- [Required action 1]: Please list every woman named in the passage on the Four Daughters, each only once.
- [Required action 2]: Carry the passage on the Four Daughters forward from where it stops.

- [Document passage]:
----------------------------------------

2. The rebellious daughter , what does she s ay?  “R ecognize” the ways of enslavement and the tyranny of man’s rule over man. Although she rebels against authority it is said: She was more righteous than he, and we enjoy no freedom until we have left our unjust ways.

3. The simple and pure daughter , what does she say? “Wherever you go, so shall I go, and where you rest your head so there will I rest mine. Your people are mine, and your God my God” (Ruth, 1:16). We shall indeed fortify her in her loyalty to those she loved, and it was said to her: “May God make the woman who is coming into your house like Rachel and Leah, both of whom built up the House of Israel.”

4. And the daughter who cannot ask – only her silent weeping is heard, as it is written, “and she wept for her father and mother.” We will be her mouthpiece and she will be for us a judge. We will return her to her mother’s house and to her who conceived her, and we will proclaim “liberty in the land for all its inhabitants.”


Each of the Four Daughters expresses a unique path from bondage to freedom in a national and human sense. They learn from examining their parents’ lives and from the struggle of their nation, while their parents themselves are exposed to new spiritual layers as a result of their daughter’s education.

Wise of Heart: According to the Midrash, young Miriam persuaded her father Amram and the other enslaved men of Israel not to separate from their wives despite Pharoah’s decree to destroy all male newborns. When her mother Yocheved gave birth to a boy, the two worked together to save the new son/brother. Miriam recognized the historical significance of this naissant struggle, as she did at the splitting of the Red Sea, and thus led her people to redemption (Talmud Bavli, Sotah 12).

Rebellious: Tamar’s complex relationship with her father-in-law, Judah son of Jacob our forefather, expresses a rebellion whose result was critical to the continuation of the tribe of Judah and the Jewish people. With her deeds, Tamar barricaded herself against her loss of freedom as an imprisoned widow. She eventually achieves the yibum (levirate marriage) to which she is entitled, and becomes the “founding mother” of the Davidic dynasty, symbol of messianic redemption (Tamar, Genesis 38:26).

Simple and Pure: Ruth the Moabitess remained true to her mother-in-law Naomi, and her ingenuous loyalty is absolute. This wonderful emotional closeness that Ruth so adamantly demonstrates rescues both of them from poverty and internal bondage (Ruth 4:11).

----------------------------------------

- [Supplied data]:
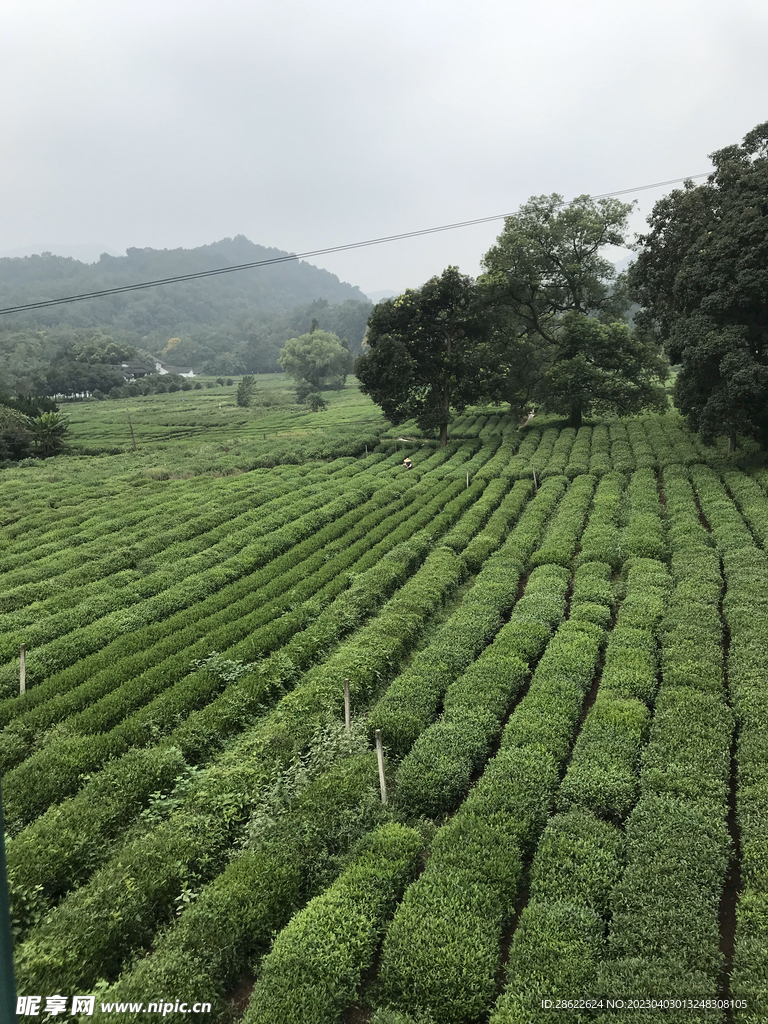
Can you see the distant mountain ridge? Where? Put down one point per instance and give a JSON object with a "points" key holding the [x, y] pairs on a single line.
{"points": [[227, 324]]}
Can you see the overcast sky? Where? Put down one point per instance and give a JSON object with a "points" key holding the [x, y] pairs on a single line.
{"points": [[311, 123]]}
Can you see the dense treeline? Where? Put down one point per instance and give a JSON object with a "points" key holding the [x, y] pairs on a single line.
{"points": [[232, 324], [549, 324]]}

----------------------------------------

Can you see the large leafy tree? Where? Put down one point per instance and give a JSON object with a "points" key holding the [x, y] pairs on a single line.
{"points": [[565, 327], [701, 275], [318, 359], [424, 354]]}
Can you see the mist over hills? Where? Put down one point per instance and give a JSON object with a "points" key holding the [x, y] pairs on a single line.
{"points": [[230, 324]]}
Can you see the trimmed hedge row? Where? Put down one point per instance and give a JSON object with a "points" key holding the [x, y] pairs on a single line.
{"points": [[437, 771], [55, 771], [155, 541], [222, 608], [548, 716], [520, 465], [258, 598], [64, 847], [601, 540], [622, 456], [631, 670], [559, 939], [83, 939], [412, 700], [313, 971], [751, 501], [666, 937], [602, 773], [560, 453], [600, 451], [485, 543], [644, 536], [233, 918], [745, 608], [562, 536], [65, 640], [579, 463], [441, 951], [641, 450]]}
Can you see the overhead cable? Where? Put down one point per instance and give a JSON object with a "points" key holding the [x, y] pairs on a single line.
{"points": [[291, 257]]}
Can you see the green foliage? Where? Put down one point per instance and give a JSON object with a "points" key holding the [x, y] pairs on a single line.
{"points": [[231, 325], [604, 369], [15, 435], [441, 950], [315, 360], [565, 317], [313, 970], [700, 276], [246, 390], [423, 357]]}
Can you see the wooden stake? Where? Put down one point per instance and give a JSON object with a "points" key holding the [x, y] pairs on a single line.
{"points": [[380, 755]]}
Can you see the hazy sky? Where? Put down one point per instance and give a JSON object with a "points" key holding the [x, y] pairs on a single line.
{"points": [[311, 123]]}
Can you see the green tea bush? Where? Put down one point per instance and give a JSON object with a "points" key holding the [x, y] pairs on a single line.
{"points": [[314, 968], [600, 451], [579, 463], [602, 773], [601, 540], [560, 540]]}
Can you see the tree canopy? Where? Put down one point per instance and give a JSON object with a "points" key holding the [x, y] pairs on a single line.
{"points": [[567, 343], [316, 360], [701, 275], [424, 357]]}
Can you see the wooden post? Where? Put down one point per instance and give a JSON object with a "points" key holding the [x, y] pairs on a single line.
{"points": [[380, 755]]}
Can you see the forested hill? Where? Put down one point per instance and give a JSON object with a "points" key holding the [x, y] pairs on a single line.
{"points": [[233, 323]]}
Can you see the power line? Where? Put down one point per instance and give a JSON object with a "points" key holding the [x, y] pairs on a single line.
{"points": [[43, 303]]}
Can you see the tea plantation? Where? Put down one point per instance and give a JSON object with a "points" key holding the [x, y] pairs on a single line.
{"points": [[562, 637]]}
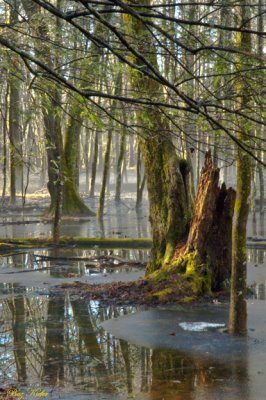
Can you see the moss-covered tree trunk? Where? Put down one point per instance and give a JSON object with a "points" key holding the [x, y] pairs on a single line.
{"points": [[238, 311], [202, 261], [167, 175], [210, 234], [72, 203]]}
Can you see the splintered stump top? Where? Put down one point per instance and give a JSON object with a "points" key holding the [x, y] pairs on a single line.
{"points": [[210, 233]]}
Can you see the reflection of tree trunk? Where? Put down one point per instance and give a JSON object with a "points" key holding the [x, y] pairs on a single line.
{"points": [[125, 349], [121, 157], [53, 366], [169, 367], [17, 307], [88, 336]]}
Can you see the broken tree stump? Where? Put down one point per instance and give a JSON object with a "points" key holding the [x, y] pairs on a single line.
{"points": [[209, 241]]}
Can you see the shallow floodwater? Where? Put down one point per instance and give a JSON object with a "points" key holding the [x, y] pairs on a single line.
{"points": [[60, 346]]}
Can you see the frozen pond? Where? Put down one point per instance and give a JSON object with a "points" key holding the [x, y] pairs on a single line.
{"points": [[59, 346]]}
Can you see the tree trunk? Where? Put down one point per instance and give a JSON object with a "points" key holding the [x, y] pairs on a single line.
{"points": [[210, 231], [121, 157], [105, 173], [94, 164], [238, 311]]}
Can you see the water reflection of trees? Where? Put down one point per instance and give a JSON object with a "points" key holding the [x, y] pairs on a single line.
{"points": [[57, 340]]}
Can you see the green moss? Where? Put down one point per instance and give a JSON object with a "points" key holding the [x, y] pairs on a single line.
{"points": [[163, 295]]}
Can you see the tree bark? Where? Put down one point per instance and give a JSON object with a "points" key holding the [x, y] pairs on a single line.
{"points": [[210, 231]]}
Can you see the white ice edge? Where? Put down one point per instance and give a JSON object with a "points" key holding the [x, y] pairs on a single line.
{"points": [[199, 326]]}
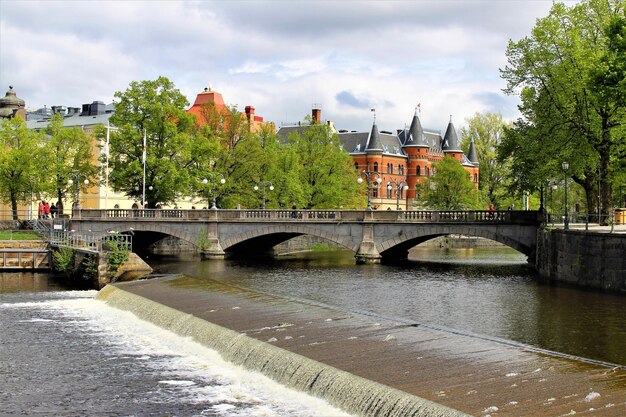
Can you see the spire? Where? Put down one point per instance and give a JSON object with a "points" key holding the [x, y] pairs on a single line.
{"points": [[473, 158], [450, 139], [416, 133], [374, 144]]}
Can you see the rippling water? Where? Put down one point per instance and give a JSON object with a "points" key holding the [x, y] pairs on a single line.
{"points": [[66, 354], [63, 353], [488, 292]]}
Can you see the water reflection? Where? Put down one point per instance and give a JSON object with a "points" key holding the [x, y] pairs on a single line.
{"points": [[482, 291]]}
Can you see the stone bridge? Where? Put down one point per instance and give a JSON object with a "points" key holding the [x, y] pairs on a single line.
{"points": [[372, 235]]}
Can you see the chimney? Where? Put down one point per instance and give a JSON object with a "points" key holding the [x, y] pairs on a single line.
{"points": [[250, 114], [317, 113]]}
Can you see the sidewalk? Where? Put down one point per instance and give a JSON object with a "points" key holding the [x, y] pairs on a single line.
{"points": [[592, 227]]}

----------------------------------------

- [Expected output 1]: Rachel, Leah, Miriam, Yocheved, Tamar, Ruth, Naomi

- [Expected output 2]:
The One Who Cannot Ask: This last of the four daughters lacks sufficient freedom to taste even slightly the redemption and thus remains weeping in utter slavery. Although the ‘beautiful captive’ from war is allowed to grieve for her parents before she is taken (Deuteronomy 21:13), she is a reminder of the reality of silenced bondage, which continues to exist in our midst in various ways. The silent weeping that erupts from this dark reality is a call to action for the cause of freedom and liberty of every man and woman (Leviticus 25:10), born in the image of God, in order to live securely in their homes, among their people and loving family (Song of Songs 3:4).

Originally written for the pluralistic haggada “Halaila Hazeh ” edited by Mishael Zion.

Einat Ramon Dean, Schechter Rabbinical Seminary, Jerusalem Senior Lecturer, Jewish Thought and Women’s Studies, Schechter Institute of Jewish Studies, Jerusalem.

Einat Ramon is a senior lecturer in Jewish thought and Jewish Women’s Studies at Schechter and one of the founders of professional spiritual care in Israel (she is the writer of Israeli spiritual caregivers’ standards and ethical code.)  In 2012 she founded the Marpeh program – the only academic program for the training of spiritual caregivers in the context of pluralistic Jewish studies, where she teaches and supervises chaplaincy students and Israeli pastoral education supervisors-in-training. Dr. Ramon writes academic and popular books and articles about contemporary Hassidic spirituality, the philosophy and methods of spiritual care , Zionist and North American Jewish thought, and modern Jewish women’s theology and ethics— particularly concerning family and bioethics issues. She is a third generation native Jerusalemite, received her doctorate in Religious Studies from Stanford University, she is married to (Reform) Rabbi Arik Ascherman and is a mother of two.